* **WHAT THE TASK ASKS**
Return each entry exactly, so that nothing in the data differs from the original.

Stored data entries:
****************************************
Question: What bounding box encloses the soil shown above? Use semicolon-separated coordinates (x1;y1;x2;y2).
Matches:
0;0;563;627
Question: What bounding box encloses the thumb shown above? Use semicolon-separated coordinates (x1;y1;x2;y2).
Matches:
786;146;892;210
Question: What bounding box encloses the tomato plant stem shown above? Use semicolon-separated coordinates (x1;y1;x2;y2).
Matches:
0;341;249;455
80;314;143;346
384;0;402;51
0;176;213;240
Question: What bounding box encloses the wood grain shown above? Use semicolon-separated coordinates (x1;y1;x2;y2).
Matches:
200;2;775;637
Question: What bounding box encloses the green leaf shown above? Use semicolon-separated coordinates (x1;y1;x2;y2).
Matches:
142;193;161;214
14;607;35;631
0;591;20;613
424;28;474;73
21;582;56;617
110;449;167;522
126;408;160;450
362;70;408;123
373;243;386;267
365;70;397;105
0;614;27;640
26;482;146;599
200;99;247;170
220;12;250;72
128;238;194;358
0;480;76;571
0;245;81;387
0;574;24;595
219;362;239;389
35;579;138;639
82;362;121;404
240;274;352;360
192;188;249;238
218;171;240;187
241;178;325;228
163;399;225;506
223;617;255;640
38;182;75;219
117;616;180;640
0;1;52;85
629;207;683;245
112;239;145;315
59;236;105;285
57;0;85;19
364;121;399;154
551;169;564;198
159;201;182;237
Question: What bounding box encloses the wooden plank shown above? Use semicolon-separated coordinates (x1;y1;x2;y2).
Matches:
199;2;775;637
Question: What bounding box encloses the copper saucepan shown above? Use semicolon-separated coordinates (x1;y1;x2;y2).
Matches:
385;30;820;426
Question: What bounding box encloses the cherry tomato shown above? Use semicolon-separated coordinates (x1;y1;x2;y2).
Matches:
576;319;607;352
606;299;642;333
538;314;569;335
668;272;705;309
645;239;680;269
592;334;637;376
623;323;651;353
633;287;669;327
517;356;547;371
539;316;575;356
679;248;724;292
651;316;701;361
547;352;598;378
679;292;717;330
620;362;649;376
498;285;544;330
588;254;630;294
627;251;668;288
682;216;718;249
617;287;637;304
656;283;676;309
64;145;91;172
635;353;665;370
****************************************
* **TASK ANSWER**
Question: What bounding box encloses the soil shown above? Use semicolon-separated coordinates (x1;y1;x2;y2).
Matches:
0;0;563;627
Question: What bounding box encloses the thumb shown above? Use semicolon-separated coordinates (x1;y1;x2;y2).
Matches:
786;146;892;210
Question: What bounding box encloses the tomato plant stem shown above? Use semicolon-separated coordinates (x1;y1;x2;y2).
Matches:
0;341;249;455
80;314;143;346
384;0;402;51
0;176;213;240
Question: What bounding box encloses the wood grain shown above? Use semicolon-separated coordinates (x1;y1;x2;y2).
Matches:
200;2;775;637
Question: What bounding box encloses the green leaf shown above? Use semicolon-separated coordinates (x1;y1;x2;y2).
Matches:
142;193;161;214
14;607;35;631
0;591;20;613
424;28;474;73
21;582;56;617
110;449;167;522
126;408;160;450
362;70;408;123
373;243;386;267
365;70;397;105
0;614;27;640
26;482;146;599
200;99;247;170
220;12;250;72
128;238;194;358
0;480;76;571
0;245;81;387
0;574;24;595
219;362;239;389
35;579;138;639
82;362;121;404
240;274;352;360
192;188;249;238
218;171;240;187
241;178;325;228
163;399;225;506
223;617;255;640
38;182;75;219
117;616;180;640
0;1;52;85
629;207;683;245
112;239;145;315
59;236;105;285
57;0;85;19
364;121;399;154
551;169;564;198
159;201;182;237
Question: What bounding box encloses the wooden plank shown above? Use semicolon-separated coordinates (x1;y1;x2;y2).
Matches:
199;2;775;637
Question: What bounding box encloses the copper saucepan shown above? Use semicolon-separated coordinates (x1;y1;x2;y2).
Matches:
385;30;820;426
Question: What bounding box encloses the cherry tomato shown above? Use semicolon-separated coordinates (x1;y1;x2;y2).
Matches:
576;319;607;352
606;299;642;333
538;314;569;335
668;272;705;309
645;239;680;269
592;334;637;376
623;323;651;353
633;287;669;327
517;356;547;371
539;316;575;356
679;248;724;292
651;316;701;361
547;352;598;378
679;292;717;330
620;362;649;376
498;285;544;330
588;254;630;294
627;251;668;288
682;216;718;249
617;287;637;304
656;283;676;309
64;145;91;172
635;353;665;370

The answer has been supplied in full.